**Reading passage**
※

2013-04-04 / Telling It Like It Is

Telling It Like It Is

Can Bloomberg Really Smoke Out A Hard To Kick Habit?
By Dara Mormile

Drum roll please... Congratulations to Mayor Bloomberg for his Smoke Free NYC initiative's 10th year anniversary – celebrating a decade of fast-foodies, bar-hoppers and club-goers not being able to light up a cigarette inside any establishment.

I remember when the smoking ban went into effect 10 years ago. First, many were apprehensive that it would hurt businesses – after all, what fun is going to a restaurant and not being able to spend an extra 15 minutes at your table having a post-meal puff? Being able to take a few drags at your local pub was part of the “scene.” Some business owners feared patrons wouldn't stay as long – or go to their establishment at all – knowing they couldn't enjoy their nasty habit.

On the flip side, people like myself who don't smoke were thankful for this new ban, as it would result in cleaner air and you wouldn't come home from a bar smelling like an ashtray. I didn’t support the ban 10 years ago only because I didn’t feel that smokers should be ostracized just because of their disgusting lifestyle. Yeah, cigarette smoke smells awful and discolors things as it infiltrates your hair and clothes, but I don’t have to be around it 24 hours a day. However, I don't think Bloomy's statement, made at a bar last week, holds too much statistical truth. Media outlets quoted him as saying, “Ten years later, fewer New Yorkers are smoking, we are living longer, our industries are thriving and nobody longs for a return to smoke-filled bars and restaurants."

※

**Exercise description**
Continue the column on Mayor Bloomberg's smoking ban, picking up right after its last sentence.

※

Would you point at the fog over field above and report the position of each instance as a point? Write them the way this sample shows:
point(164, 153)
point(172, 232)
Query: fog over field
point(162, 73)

※

**Answer section**
I also don't think the Smoke Free NYC initiative has necessarily stopped people from puffing on those cancer sticks. While statistics note that smoking related deaths have declined, our city – in general – is being forced, not encouraged, to try to give up the awful habit.

Raising the price of cigarettes obviously diverts smokers who might be on a budget and they might have to rethink how to finance their habit. They might smoke less often to conserve cigarettes, but quitting completely? From the few people I know who smoke, the numerous bans and other anti-cigarette campaigns haven't really deterred them from the vice they've enjoyed since a young age. Deciding to quit on your own and being threatened by your doctor that your life is in jeopardy are two very different reasons to stop smoking.

How do you like the Health Department's anti-smoking ads with 'victims' showing off their Laryngectomy (the surgical procedure in which a doctor cuts a hole in the throat to remove cancerous tissue)? Or the ads showing a woman's finger stumps as a result of multiple amputations. Surely you'll put down that smoke when you hear the commercial featuring that middle-aged man practically hacking up his lungs at his kitchen table. How do we know if all of these efforts actually worked or if everyone had their own personal reason for choosing or having to quit?

I hope the statistics and reports are true – that all these campaigns and bans have influenced and forced people to quit.

But, if fewer people are smoking and Hizzonor is content with the ban's success, then why did he try to implement a system where shop owners would have to hide their smokes from clear view behind a store counter? If you're a smoker who can't beat the addiction and you need that daily or weekly pack – you're going to go to the store for those cigarettes – regardless of whether they're under the counter, in the stock room or on the roof!

Ten years later, Daddy Bloomberg still doesn't seem happy with our progress. The ban hasn’t deterred people from smoking outside restaurants and bars – it will simply deter them from lighting up for an hour or so while they're in that environment. One of my friends leaves whatever restaurant we're dining in for a good 10 minutes so she can have a post-meal puff. Some people can wait until they leave a bar, club or restaurant to have their smoke – but for many who have been smoking for decades, it's not a reason to quit completely.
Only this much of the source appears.